▸ **EXCERPTED DATA**:
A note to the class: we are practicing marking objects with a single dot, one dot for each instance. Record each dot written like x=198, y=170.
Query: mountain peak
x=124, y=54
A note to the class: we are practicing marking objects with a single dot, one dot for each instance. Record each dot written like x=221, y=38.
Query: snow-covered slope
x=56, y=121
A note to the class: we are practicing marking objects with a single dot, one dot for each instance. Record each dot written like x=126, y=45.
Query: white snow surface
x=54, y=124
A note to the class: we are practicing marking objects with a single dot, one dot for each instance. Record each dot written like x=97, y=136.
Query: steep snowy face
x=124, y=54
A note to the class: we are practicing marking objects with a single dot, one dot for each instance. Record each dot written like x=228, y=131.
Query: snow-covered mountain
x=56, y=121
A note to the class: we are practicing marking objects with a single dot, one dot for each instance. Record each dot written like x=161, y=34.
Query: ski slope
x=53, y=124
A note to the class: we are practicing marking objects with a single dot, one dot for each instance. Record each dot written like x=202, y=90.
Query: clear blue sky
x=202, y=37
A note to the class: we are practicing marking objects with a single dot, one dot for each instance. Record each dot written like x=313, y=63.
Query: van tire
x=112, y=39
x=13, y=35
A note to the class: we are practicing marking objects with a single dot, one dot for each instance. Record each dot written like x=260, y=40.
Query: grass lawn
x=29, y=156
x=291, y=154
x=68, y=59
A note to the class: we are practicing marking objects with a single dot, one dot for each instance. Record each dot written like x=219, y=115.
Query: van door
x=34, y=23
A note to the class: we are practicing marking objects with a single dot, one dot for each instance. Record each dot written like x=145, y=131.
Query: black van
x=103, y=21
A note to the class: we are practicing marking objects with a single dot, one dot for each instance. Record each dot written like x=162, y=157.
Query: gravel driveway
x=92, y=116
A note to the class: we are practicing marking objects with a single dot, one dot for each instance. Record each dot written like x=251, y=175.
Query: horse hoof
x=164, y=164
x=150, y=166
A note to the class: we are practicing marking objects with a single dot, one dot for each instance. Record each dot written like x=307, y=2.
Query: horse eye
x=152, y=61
* * *
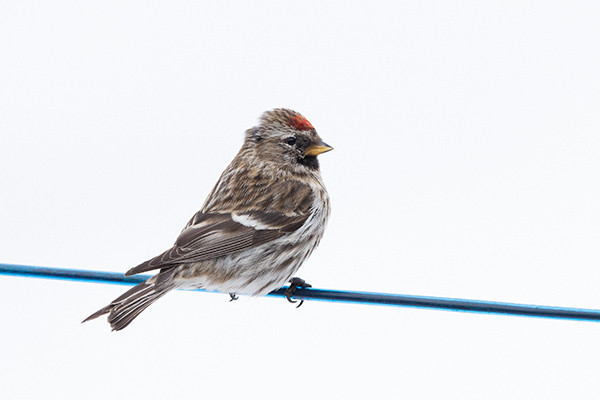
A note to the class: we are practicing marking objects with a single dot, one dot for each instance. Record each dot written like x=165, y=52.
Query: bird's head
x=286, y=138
--
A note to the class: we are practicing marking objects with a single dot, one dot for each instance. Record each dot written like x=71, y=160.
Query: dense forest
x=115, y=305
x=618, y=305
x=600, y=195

▸ **TO DO**: Collect every line of the data above that contains the word "mountain", matching case exactly.

▸ **EXERCISE RESPONSE**:
Query: mountain peak
Query: snow-covered mountain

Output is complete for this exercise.